> _Excerpt to read_
==================================================

Sometimes I wouldn’t want to be seen dead with me

I’m sure you’re familiar with the idea of makeup as warpaint. It can be a kind of disguise, a metaphorical suit of armour you can hide behind when you’re feeling far from cute or confident.

I use makeup as warpaint quite a lot. If my eyes are smoky, my lips ruby red and my lashes thick with mascara, you can be reasonably sure that I’ve done it to distract from how I really feel. It’s not just the makeup. It’s my entire presentation. If I’m in a baggy top with bits of fried egg on it you know I’m feeling comfortable and confident in myself. If I’ve really dressed up it means that I’ve spent most of the day in a pit of self-loathing, that I’ve forced myself to come out when I don’t feel like it or because I’m scared of going somewhere new, or a combination of those things.

The makeup and the clothes enable me to get into character. The character is still Carrie, but it’s a more confident, more self-assured and a lot less frightened version of me. When I’m feeling scared or sad I can send her out as an advance party until the real Carrie feels safe enough to show up.

Sometimes I send her out because I want other people to see the right version of me.

I spend a lot of time being seen as the wrong version of me. I’m under no illusion that anybody looks at me and thinks “Oh my god! It’s the beautiful and talented actor Emma Stone!”. But I’m aware that a lot of people don’t look at me and see an overweight middle-aged woman either. They see the gender I was assigned at birth, the person I pretended to be, not the person I actually am.

I’m not making that up. It’s pretty obvious quite a lot of the time. It’s there when people stare openly at me on public transport, or talk about me in voices that aren’t quite quiet enough. And it’s there when I’m misgendered, when despite my best efforts I’m coded as male.

So sometimes I want to kick back against that. I’m naturally a jeans and baggy cardigan kind of girl, but sometimes I’ll go what’s called High Femme: ultra-feminine presentation, whether that’s a little black dress and red lipstick or something more suited to skipping through a meadow with a flower in my hair. When I do that I want to be seen, not as who I used to be but as who I am. And if that means turning the femme stuff up to eleven, so be it.

I was out with an old friend the other night, someone who’s been a strong ally since I first came out. I put a lot more effort than usual into my presentation. Part of it was because I was feeling pretty crappy and wanted to try and cheer myself up with a cute dress I’ve been meaning to wear for ages, but if I’m honest with myself a lot of it was because I wanted him to tell his wife later that “honestly, Carrie’s looking amazing.”

I’m so vain, I know. But I wanted him to report back because – and I remember this with the incredible high definition clarity of all my worst, most embarrassing memories – shortly after I started to come out, my wife and I went for dinner at his house. It was the first time I’d tried presenting as me in front of friends, and I realise now that I looked like an ironing board somebody had drawn a face on.

In the last three years I’ve learnt a lot about makeup, about clothes, about not looking like an ironing board with a face on it. At the time, I hadn’t learnt any of those things.

==================================================

> _Tasks to perform_
(1) Rewrite the entries as a numbered list, starting with the first line of the entries and going on through the line that contains "378), (20, 25)]". Leave out any blank lines.
(2) Extend the personal essay about makeup as warpaint, picking up right after its final sentence.

==================================================

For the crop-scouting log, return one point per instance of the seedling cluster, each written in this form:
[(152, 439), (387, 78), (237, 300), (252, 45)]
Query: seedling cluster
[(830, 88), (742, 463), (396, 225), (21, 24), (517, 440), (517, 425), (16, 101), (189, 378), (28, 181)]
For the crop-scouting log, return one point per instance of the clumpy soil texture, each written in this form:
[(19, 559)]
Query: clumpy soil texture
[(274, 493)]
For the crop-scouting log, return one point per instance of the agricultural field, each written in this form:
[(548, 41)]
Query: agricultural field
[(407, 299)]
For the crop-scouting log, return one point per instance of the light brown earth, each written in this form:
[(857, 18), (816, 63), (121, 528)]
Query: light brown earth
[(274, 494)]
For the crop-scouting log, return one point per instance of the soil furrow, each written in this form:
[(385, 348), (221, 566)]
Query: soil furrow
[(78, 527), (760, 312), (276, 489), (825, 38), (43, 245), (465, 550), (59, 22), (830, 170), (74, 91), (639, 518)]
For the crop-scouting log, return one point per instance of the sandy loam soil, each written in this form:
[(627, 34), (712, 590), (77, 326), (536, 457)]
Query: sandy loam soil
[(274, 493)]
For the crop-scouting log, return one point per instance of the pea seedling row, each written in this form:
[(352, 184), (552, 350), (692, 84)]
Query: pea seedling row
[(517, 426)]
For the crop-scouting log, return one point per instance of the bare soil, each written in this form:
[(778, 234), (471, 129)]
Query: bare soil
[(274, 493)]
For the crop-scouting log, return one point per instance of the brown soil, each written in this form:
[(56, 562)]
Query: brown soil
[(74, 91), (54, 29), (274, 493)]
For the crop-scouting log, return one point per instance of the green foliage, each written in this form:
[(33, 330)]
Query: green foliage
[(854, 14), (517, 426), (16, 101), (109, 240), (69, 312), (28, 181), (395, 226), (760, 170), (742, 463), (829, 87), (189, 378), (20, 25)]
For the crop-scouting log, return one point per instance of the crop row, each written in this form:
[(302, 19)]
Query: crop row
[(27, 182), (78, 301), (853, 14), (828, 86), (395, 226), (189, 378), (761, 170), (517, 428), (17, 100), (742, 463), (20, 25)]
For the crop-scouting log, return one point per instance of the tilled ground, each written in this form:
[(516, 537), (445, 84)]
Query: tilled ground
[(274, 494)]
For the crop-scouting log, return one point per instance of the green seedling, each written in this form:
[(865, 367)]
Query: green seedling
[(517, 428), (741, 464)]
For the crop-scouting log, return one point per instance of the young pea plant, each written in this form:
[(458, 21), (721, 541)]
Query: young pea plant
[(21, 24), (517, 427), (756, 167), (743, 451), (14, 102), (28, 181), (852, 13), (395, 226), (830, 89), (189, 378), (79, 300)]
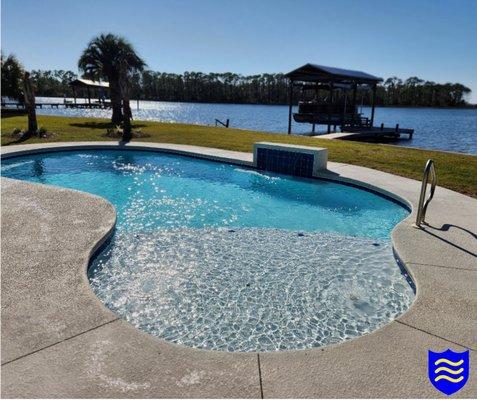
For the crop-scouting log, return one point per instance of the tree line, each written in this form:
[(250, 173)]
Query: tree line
[(254, 89)]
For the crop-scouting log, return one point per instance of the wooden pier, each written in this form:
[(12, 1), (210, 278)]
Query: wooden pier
[(19, 108), (375, 134)]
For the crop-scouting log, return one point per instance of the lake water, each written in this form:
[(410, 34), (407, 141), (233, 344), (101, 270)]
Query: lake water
[(440, 129)]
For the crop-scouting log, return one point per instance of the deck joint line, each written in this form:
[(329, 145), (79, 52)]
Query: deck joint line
[(437, 336), (441, 266), (60, 341)]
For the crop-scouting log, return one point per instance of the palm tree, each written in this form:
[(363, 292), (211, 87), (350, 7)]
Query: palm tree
[(102, 59), (12, 75)]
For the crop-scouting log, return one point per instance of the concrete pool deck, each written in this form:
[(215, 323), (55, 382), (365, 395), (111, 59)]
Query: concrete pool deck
[(59, 340)]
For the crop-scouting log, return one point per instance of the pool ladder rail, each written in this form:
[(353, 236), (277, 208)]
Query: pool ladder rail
[(429, 169)]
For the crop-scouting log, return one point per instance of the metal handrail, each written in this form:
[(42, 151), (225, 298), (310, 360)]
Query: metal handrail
[(422, 208)]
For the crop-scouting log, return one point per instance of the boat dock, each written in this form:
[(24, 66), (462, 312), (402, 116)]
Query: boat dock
[(381, 133)]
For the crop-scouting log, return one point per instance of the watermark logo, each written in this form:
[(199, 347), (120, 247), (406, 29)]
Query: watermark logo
[(449, 370)]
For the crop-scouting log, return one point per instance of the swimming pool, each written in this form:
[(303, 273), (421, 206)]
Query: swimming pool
[(217, 256)]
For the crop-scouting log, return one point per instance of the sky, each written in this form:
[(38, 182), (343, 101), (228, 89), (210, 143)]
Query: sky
[(432, 39)]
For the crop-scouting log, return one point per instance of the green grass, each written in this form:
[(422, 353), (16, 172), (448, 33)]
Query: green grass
[(455, 171)]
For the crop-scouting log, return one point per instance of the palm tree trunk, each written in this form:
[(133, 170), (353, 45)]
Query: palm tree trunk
[(124, 90), (29, 96), (117, 116)]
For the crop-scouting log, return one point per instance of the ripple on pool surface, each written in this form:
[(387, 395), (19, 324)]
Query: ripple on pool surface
[(250, 289)]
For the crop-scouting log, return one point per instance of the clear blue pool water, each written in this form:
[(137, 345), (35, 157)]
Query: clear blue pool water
[(218, 256)]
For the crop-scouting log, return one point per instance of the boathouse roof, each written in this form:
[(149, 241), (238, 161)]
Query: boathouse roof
[(89, 83), (321, 73)]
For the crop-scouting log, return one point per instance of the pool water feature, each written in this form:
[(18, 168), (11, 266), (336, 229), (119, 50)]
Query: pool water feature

==================================================

> _Solved tasks_
(1)
1. For the crop-scouting log, return one point per instance of the seedling cluster, each written in this form:
2. [(152, 439), (387, 78), (237, 300), (252, 45)]
3. Query: seedling cluster
4. [(830, 88), (742, 463), (396, 225), (21, 24), (517, 440), (517, 425), (16, 101), (189, 378), (28, 181)]
5. For the crop-scouting log, return one point per instance of the clumpy soil texture, each written in this form:
6. [(19, 559)]
7. Query: clumpy soil texture
8. [(274, 493)]
9. For the crop-scouting log, return one point per instance of the agricultural field, each written in this form:
10. [(548, 41)]
11. Query: agricultural field
12. [(407, 299)]
13. For the crop-scouting log, return one point per instance of the light brown earth, each written in this form:
14. [(857, 18), (816, 63), (121, 528)]
15. Query: light brown earth
16. [(274, 494)]
17. For the crop-scouting log, return one point per instance of the soil furrow, each written in this form:
18. [(385, 348), (221, 566)]
19. Query: soil furrow
20. [(78, 527), (760, 312), (276, 489), (825, 38), (43, 245), (465, 550), (59, 22), (830, 170), (74, 91), (639, 518)]
21. For the crop-scouting log, return one point per instance of the sandy loam soil, each written in this form:
22. [(627, 34), (712, 590), (77, 326), (536, 457)]
23. Query: sandy loam soil
24. [(274, 493)]
25. For the crop-scouting log, return one point per instance of the pea seedling row, each written in this form:
26. [(352, 184), (552, 350), (692, 84)]
27. Query: pea seedling row
28. [(517, 426)]
29. For the crop-scouting log, return one point per instance of the bare soil, each written in this form:
30. [(778, 234), (471, 129)]
31. Query: bare soil
32. [(274, 493)]
33. For the crop-scouting log, return one point per instance of the brown soil, each written in this form:
34. [(56, 562)]
35. Query: brown soil
36. [(74, 91), (54, 29), (274, 493)]
37. For the crop-scouting log, return one point per instance of the green foliage, each written in this form:
38. [(33, 330)]
39. Query: green foliage
40. [(854, 14), (517, 426), (16, 101), (109, 240), (69, 312), (28, 181), (395, 226), (760, 170), (742, 463), (829, 87), (189, 378), (20, 25)]

(2)
I felt good before I left the flat, but when I got to the pub I started feeling different, self-conscious. And it wasn’t until a friend at the bar asked me if I was on a date that I realised what it was.

Embarrassment.

The self-consciousness I was feeling was embarrassment.

I wasn’t embarrassed for me. I was embarrassed for my friend.

I was embarrassed because, well, imagine people thinking you’re on a date with that.

This is what’s called internalised transphobia. Instead of being flattered or amused (We’re friends! I like women!), I’m ashamed and embarrassed. I’m ashamed and embarrassed because for most of my life I’ve been told that people like me are shameful and embarrassing.

As I’ve written before, this goes through the culture like the word “Blackpool” through a stick of rock.

One of the most famous scenes in Jim Carrey’s Ace Ventura: Pet Detective is when Carrey discovers he has kissed somebody who’s trans. This revelation causes him to throw up twice into the toilet bowl and then clean his teeth so vigorously he goes through an entire tube of toothpaste.

It happened in The Crying Game too, and in Naked Gun 33⅓. Horror at trans women is also played for laughs in The 40-Year-Old Virgin, The Hangover Part II and in a particularly repellent example, in the cartoon The Cleveland Show. The “trans as disgusting trickster” trope is widespread on social media.

Still, it makes a change from portraying trans people as murderers.

It’s everywhere. Comedy gigs, TV shows, newspapers. A constant drumbeat of trans people are this, trans people are that, trans people aren’t really people.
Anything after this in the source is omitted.